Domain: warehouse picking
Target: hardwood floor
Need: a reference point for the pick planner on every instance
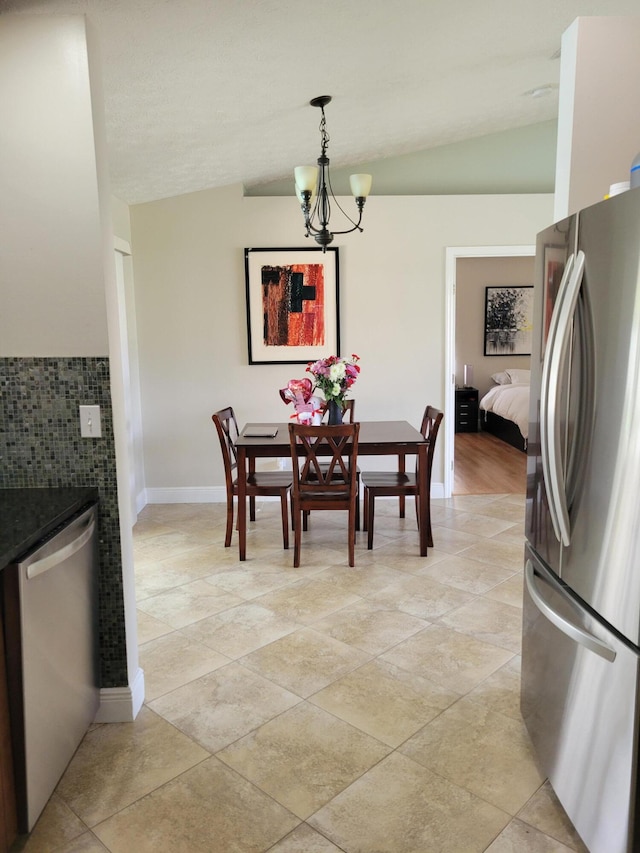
(485, 465)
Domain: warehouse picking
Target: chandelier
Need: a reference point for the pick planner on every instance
(313, 188)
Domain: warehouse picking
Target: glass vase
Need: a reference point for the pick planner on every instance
(335, 412)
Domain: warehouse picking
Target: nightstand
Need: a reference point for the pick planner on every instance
(466, 410)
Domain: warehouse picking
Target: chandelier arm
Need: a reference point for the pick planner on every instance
(356, 225)
(321, 210)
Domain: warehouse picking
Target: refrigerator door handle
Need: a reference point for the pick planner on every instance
(552, 375)
(547, 411)
(578, 635)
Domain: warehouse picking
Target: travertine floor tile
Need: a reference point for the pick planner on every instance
(150, 628)
(421, 596)
(488, 620)
(503, 554)
(519, 836)
(209, 809)
(223, 706)
(307, 601)
(117, 763)
(241, 629)
(305, 661)
(304, 839)
(370, 626)
(476, 524)
(451, 659)
(509, 591)
(452, 541)
(188, 603)
(173, 660)
(501, 690)
(57, 826)
(468, 575)
(248, 583)
(545, 813)
(85, 843)
(304, 757)
(481, 750)
(401, 807)
(384, 701)
(410, 741)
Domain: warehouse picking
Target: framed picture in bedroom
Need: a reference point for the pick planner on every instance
(293, 305)
(508, 320)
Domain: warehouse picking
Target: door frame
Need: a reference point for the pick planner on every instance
(451, 260)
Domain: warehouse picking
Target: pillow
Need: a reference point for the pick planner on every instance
(501, 378)
(522, 377)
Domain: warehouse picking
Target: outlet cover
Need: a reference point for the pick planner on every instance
(90, 426)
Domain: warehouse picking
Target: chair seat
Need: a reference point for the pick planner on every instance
(380, 480)
(269, 479)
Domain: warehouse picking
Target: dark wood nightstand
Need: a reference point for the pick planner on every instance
(466, 410)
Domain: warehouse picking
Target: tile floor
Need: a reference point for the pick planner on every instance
(366, 710)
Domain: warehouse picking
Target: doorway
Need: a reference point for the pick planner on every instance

--- GOAL ---
Reproduce the listing exactly. Leave its pictures out.

--- EXERCISE ANSWER ---
Domain: warehouse picking
Target: hardwood floor
Need: a reference point for the pick planner on every instance
(485, 465)
Domain: warehouse picking
Target: chandelier
Need: a reference point for the pick planner on every instance
(313, 188)
Domain: warehouse picking
Target: glass vase
Need: a reference point for the pick planner on every instance
(335, 412)
Domain: warehouse picking
Target: nightstand
Need: a reference point for the pick planner on every instance
(466, 410)
Domain: warehouse picking
Target: chandelier arm
Need: a reference point for the pick planner on every instance
(356, 225)
(321, 210)
Domain: warehouse picking
Target: refrigerator door handle
Need: a reference point for the pick planner on every instance
(552, 375)
(547, 411)
(578, 635)
Domain: warehouse picking
Target: travertine floor tile
Need: a reference point for the pick planner on every instance
(150, 628)
(421, 596)
(488, 620)
(503, 554)
(519, 836)
(209, 809)
(223, 706)
(307, 601)
(117, 763)
(241, 629)
(305, 661)
(304, 839)
(370, 626)
(476, 524)
(451, 659)
(509, 591)
(452, 541)
(188, 603)
(173, 660)
(501, 690)
(57, 826)
(468, 575)
(248, 583)
(545, 813)
(85, 843)
(304, 757)
(481, 750)
(401, 807)
(384, 701)
(410, 741)
Domain: warehouse picking
Target: framed picture in bedroom
Need: a reference point for the pick planner on every instance
(293, 305)
(508, 320)
Domain: warehouse picking
Target: door frame
Need: a reference point for the pick planner on every instance
(451, 260)
Domain: warehouse picking
Target: pillow
Need: a reference point for the pick planner on every instance
(501, 378)
(522, 377)
Domain: warehouse picking
Target: outlet cover
Need: a reference point for the pick planner on every instance
(90, 426)
Domain: warehouse picking
Target: chair seat
Need: a reference point for the pick planner on every instance
(380, 480)
(269, 479)
Domain: warehouse picking
Target: dark wood nightstand
Need: a reference point for the pick planner on every instance
(466, 410)
Domain: warehouse picking
Target: tile floor
Need: a reference point for the pick planner on every instance
(366, 710)
Domain: warehouse picking
Target: doorway
Need: a reference point for the pick planner on every instance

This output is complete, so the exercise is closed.